§ **Exercise**
Which lines in the items below contain the word "nose", with case counting? Report every such line in full.
☆ ☆ ☆
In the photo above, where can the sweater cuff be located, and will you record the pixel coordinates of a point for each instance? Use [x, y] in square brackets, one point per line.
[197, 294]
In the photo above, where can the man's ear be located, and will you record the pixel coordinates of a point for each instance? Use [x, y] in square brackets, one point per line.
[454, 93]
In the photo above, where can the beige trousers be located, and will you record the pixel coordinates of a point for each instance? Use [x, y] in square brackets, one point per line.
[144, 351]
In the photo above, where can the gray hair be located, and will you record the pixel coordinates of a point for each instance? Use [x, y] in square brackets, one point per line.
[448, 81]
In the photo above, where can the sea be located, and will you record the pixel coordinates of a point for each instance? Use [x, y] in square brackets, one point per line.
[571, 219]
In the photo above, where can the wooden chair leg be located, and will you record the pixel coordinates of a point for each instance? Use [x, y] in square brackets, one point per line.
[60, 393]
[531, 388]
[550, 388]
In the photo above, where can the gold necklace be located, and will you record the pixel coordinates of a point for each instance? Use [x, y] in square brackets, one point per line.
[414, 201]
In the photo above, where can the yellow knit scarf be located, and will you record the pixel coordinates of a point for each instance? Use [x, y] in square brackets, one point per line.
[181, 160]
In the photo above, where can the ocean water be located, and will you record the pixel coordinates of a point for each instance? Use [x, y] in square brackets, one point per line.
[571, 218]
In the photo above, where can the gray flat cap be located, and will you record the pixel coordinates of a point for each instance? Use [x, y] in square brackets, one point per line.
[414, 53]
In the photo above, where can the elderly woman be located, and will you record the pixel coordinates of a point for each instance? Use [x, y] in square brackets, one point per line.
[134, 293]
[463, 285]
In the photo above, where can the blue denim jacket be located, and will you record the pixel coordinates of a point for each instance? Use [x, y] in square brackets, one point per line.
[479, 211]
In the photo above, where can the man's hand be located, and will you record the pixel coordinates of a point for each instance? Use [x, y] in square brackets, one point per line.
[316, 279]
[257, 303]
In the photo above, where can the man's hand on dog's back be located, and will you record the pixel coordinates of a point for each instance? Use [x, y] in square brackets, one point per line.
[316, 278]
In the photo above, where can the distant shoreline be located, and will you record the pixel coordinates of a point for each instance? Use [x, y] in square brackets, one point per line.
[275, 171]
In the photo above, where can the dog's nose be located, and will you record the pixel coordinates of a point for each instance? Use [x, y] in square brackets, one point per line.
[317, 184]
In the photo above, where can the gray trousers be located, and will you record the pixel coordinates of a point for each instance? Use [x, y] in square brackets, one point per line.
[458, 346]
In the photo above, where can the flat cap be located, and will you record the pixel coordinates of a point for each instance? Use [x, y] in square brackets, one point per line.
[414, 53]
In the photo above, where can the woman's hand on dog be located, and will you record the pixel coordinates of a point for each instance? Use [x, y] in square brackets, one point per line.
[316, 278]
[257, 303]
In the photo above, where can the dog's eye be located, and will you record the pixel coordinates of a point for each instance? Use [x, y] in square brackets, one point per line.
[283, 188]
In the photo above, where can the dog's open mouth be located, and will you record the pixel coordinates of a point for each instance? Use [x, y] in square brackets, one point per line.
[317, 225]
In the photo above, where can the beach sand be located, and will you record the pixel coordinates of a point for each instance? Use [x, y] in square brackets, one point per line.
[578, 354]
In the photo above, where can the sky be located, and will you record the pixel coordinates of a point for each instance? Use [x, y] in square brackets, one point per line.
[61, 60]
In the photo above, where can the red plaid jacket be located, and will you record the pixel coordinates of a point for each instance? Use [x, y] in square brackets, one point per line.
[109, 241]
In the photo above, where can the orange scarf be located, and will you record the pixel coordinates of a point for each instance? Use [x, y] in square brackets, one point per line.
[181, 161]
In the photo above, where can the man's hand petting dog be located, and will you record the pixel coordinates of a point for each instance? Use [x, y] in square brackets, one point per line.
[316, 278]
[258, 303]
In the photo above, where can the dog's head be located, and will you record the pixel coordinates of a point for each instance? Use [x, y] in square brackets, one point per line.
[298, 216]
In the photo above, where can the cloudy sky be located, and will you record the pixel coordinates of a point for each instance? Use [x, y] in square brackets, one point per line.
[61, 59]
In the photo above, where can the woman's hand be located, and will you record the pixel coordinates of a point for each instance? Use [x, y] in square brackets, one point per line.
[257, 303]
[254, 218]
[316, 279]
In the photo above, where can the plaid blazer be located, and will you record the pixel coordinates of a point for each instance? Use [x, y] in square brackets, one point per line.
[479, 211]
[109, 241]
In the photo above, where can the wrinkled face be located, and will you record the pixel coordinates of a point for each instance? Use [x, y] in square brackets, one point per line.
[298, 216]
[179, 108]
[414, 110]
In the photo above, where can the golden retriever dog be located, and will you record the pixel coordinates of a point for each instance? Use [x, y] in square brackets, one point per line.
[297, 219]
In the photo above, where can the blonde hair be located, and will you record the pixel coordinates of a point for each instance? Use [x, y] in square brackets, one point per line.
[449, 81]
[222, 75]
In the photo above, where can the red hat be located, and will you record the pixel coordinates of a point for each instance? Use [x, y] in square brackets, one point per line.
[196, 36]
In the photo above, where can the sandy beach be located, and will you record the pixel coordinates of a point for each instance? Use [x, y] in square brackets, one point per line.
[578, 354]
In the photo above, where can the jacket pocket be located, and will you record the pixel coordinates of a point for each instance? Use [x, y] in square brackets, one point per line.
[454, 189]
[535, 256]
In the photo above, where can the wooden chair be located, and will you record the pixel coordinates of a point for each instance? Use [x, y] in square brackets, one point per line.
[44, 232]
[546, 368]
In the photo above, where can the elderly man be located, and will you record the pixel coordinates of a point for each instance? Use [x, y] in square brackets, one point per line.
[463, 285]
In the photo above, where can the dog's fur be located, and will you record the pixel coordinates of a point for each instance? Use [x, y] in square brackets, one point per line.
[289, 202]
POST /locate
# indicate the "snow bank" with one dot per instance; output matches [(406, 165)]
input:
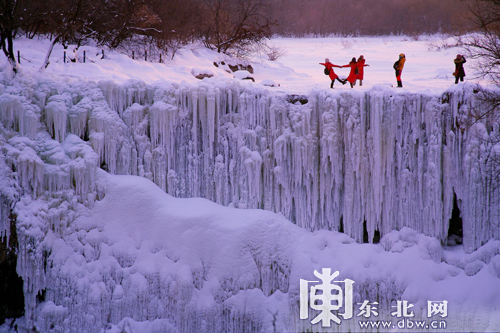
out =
[(102, 248)]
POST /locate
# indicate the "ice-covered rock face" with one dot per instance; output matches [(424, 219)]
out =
[(382, 158), (388, 158)]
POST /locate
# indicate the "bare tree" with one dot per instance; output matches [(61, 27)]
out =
[(232, 26), (15, 15)]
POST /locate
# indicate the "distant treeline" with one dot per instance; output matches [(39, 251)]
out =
[(228, 26), (369, 17)]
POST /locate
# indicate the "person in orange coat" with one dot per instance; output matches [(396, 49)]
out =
[(361, 66), (398, 66), (353, 75), (329, 66)]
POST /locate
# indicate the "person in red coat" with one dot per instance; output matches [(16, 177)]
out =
[(329, 66), (353, 75), (361, 66)]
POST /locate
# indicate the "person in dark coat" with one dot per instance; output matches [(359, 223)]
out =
[(329, 66), (361, 66), (459, 68), (398, 66), (353, 75)]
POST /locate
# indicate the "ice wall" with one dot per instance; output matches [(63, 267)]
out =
[(388, 158)]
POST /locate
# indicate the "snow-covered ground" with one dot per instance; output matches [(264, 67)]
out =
[(116, 253), (297, 71)]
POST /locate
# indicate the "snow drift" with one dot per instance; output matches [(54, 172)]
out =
[(102, 248)]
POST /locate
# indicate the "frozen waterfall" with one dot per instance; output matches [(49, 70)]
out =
[(364, 162)]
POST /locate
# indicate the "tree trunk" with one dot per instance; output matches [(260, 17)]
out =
[(8, 48), (46, 62)]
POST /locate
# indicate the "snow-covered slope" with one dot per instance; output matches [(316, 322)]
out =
[(100, 251)]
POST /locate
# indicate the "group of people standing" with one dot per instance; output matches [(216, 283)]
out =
[(357, 70)]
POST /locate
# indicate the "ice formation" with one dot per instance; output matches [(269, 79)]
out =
[(344, 159)]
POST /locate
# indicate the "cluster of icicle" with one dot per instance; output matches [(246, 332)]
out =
[(388, 159), (381, 159)]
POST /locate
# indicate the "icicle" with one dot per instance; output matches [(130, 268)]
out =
[(56, 117)]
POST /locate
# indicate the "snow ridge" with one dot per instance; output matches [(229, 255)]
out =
[(394, 159)]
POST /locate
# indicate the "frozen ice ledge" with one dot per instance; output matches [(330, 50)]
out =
[(365, 162)]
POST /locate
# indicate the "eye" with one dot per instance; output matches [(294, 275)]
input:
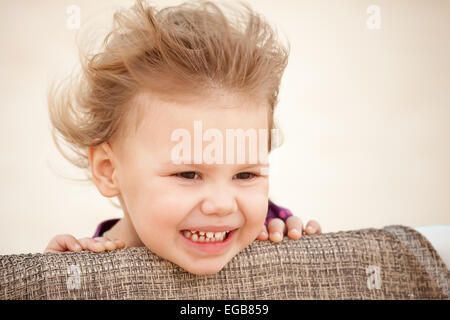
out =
[(245, 175), (186, 175)]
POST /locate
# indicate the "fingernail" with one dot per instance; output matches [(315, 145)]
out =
[(276, 235)]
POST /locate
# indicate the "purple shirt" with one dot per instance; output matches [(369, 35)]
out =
[(273, 211)]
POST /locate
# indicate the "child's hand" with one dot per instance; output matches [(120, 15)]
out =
[(66, 242), (277, 229)]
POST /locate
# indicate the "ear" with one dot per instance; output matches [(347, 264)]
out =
[(104, 173)]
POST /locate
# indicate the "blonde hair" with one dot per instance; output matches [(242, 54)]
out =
[(186, 48)]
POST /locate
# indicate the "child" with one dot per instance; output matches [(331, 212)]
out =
[(160, 75)]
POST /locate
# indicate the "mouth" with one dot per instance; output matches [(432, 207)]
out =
[(206, 243), (206, 236)]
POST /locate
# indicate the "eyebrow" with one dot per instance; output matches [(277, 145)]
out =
[(203, 165)]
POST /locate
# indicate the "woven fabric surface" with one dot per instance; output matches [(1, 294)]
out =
[(395, 262)]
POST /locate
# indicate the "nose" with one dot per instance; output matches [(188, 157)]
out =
[(219, 203)]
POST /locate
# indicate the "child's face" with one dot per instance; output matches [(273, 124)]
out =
[(161, 205)]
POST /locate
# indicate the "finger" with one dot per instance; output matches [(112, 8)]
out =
[(313, 227), (92, 245), (276, 228), (62, 243), (119, 243), (263, 235), (294, 227)]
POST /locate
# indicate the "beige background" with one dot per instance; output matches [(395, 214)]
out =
[(365, 112)]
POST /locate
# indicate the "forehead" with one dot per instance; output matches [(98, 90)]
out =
[(159, 116)]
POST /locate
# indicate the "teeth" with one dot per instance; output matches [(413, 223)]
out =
[(202, 236)]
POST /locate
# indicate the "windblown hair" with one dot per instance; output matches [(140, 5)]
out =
[(187, 48)]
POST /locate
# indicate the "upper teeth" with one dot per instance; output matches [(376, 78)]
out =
[(204, 236)]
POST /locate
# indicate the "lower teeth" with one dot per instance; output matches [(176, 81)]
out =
[(210, 239)]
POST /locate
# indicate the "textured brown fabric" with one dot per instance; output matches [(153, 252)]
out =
[(395, 262)]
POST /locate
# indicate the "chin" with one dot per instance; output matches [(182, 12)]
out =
[(203, 270)]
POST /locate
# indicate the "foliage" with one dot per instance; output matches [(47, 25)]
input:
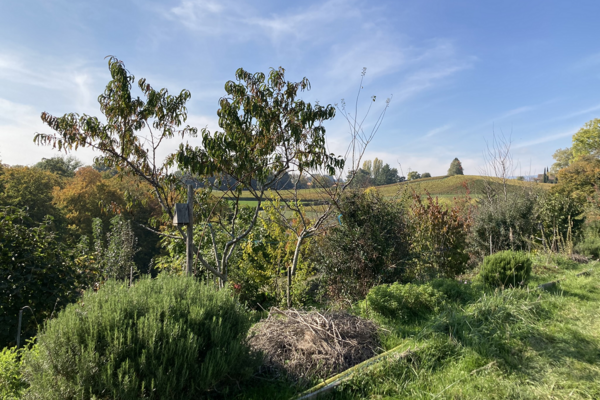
☆ ☆ ☆
§ **Right answer**
In the photo above, where can the dog's nose be located, and will you record the pixel coordinates of a point for each instance? Use [x, y] in square brackets, one point per line.
# indicate the "nose" with one dot per instance; output matches [(188, 157)]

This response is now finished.